PASSAGE TO READ —
"""

DecodeJson.validate should be able to achieve that (albeit at a cost to the caller). It does chime slightly with an idea I've had in the past for a different way to handle parsing completely but behaviour like this would sit weirdly in our current model for decoding.

kevinmeredith commented 7 years ago

Thanks, @seanparsons, for pointing me to that method!

Locally, I added the following:

case Some(w) => println(a); DecodeResult.ok(w)

to this line.

Then, I re-ran the above example via sbt console:

JSON contains exact # of fields, one, as case class to which it's decoded

scala> Parse.decode[Person]("""{"name": "Bob"}""")
HCursor(CObject(CJson({"name":"Bob"}),false,object[(name,"Bob")],(name,"Bob")),CursorHistory(List(El(CursorOpDownField(name),true))))
res0: Either[Either[String,(String, argonaut.CursorHistory)],Person] = Right(Person(Bob))

JSON has one extra field, i.e. not in the Person

scala> Parse.decode[Person]("""{"name": "Bob", "foo": "dunno"}""")
HCursor(CObject(CJson({"name":"Bob","foo":"dunno"}),false,object[(name,"Bob"),(foo,"dunno")],(name,"Bob")),CursorHistory(List(El(CursorOpDownField(name),true))))

"""

EXERCISE TASK 1 — Retype the stretch of the JSON decoding thread from "DecodeJson.validate should be" through "Some(w) => println(a); DecodeResult.ok(w)".

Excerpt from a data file

"""

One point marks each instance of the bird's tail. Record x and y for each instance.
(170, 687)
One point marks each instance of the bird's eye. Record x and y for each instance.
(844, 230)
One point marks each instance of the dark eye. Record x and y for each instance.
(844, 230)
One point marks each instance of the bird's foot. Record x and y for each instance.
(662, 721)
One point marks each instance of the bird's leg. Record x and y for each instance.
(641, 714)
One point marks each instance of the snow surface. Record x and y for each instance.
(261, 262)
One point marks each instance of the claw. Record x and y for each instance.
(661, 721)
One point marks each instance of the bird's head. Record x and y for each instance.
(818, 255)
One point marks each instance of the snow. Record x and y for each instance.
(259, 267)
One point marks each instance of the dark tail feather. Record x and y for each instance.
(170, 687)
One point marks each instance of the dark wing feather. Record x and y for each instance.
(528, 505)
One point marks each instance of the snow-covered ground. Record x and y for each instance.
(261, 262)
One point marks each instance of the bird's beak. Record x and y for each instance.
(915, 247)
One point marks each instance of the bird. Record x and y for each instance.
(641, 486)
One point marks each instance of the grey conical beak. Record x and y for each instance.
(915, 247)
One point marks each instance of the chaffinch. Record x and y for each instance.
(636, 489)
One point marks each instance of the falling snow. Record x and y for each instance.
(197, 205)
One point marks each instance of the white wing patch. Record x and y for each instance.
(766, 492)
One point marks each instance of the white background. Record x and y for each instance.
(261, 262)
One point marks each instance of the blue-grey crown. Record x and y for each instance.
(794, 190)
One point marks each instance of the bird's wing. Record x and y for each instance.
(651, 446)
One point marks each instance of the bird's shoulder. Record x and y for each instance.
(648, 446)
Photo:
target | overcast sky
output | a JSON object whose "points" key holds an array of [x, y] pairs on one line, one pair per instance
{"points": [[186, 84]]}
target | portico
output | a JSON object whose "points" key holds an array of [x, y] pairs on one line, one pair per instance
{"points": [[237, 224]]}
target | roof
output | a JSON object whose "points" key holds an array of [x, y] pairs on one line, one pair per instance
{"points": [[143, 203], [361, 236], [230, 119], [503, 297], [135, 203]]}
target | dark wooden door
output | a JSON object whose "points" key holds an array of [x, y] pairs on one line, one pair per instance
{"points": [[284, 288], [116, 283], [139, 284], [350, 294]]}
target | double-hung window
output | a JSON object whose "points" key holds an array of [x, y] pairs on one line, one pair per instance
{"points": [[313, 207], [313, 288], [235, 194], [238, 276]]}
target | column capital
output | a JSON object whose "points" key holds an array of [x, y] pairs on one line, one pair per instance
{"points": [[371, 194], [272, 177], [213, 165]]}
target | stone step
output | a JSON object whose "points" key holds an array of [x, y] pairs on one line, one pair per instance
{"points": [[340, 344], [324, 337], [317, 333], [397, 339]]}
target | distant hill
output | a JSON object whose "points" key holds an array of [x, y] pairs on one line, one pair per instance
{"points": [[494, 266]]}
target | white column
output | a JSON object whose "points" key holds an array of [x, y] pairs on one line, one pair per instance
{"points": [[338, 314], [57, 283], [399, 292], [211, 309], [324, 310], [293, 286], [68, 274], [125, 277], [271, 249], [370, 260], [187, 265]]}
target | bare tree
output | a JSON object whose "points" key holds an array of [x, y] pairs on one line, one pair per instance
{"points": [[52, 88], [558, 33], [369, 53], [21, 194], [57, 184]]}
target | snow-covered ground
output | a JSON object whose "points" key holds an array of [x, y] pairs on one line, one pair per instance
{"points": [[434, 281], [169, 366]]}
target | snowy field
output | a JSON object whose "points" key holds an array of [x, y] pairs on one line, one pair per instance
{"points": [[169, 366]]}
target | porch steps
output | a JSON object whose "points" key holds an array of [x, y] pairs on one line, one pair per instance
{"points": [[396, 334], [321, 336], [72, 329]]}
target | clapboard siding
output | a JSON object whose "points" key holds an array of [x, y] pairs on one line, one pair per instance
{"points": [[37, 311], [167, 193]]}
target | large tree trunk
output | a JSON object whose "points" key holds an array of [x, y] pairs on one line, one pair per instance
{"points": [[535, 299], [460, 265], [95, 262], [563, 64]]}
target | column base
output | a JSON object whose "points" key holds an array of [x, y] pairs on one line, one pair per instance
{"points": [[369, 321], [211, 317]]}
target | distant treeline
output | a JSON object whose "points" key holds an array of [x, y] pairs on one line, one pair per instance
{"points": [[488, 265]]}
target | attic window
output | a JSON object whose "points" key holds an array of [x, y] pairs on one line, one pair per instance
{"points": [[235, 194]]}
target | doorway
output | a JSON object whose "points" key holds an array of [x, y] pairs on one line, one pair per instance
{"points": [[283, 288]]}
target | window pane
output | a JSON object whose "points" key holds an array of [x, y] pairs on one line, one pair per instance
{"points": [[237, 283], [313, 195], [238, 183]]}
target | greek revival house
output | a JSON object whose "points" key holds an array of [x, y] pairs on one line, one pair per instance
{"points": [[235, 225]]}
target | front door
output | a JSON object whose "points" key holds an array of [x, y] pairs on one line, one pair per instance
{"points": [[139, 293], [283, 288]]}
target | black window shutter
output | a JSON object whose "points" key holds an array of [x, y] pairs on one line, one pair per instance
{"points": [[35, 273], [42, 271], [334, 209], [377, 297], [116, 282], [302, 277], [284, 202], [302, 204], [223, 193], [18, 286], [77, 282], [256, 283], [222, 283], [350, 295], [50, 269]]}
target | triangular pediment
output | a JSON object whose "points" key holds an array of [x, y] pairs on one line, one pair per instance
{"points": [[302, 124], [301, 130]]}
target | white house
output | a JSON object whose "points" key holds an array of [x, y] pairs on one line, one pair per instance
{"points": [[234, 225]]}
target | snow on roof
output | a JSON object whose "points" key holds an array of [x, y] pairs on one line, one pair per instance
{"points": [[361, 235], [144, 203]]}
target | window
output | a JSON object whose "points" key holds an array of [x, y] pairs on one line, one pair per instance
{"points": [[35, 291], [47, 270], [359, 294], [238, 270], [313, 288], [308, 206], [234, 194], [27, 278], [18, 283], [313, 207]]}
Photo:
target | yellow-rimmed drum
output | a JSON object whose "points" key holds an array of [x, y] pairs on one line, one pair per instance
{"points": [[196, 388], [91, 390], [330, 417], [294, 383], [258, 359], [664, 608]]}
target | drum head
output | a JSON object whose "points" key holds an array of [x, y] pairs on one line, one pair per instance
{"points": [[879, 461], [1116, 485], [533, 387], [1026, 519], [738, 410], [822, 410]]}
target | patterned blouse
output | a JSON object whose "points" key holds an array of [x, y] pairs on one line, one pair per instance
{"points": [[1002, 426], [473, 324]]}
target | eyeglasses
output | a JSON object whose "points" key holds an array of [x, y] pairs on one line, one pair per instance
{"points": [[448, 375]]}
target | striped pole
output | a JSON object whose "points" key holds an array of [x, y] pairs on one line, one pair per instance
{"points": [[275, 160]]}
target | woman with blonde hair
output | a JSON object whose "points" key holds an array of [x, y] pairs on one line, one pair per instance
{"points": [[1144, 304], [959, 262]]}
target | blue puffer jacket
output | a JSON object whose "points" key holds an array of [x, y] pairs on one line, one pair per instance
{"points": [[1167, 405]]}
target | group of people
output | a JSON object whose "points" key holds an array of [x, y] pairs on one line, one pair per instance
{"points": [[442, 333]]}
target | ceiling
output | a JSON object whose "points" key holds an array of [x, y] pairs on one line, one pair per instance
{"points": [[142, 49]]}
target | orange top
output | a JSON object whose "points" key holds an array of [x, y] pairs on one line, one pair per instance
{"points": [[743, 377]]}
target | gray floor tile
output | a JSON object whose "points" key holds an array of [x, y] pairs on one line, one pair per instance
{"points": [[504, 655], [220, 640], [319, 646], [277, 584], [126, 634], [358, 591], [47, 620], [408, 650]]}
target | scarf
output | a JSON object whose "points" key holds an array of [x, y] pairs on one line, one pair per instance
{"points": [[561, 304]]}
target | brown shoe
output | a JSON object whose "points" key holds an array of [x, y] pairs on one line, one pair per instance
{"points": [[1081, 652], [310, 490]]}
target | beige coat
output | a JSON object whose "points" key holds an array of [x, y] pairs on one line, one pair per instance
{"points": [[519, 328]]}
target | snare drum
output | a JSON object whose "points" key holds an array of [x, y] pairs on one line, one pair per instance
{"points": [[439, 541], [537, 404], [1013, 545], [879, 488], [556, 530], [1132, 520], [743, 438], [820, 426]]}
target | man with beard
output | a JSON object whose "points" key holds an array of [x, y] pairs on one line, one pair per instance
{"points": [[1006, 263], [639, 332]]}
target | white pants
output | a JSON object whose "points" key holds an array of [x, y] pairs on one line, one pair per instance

"""

EXERCISE TASK 2 — Extract every line of the records that contains the string "with", treating uppercase and lowercase letters as different.

CORRECT OUTPUT 1 —
DecodeJson.validate should be able to achieve that (albeit at a cost to the caller). It does chime slightly with an idea I've had in the past for a different way to handle parsing completely but behaviour like this would sit weirdly in our current model for decoding.

kevinmeredith commented 7 years ago

Thanks, @seanparsons, for pointing me to that method!

Locally, I added the following:

case Some(w) => println(a); DecodeResult.ok(w)

CORRECT OUTPUT 2 —
target | woman with blonde hair
target | man with beard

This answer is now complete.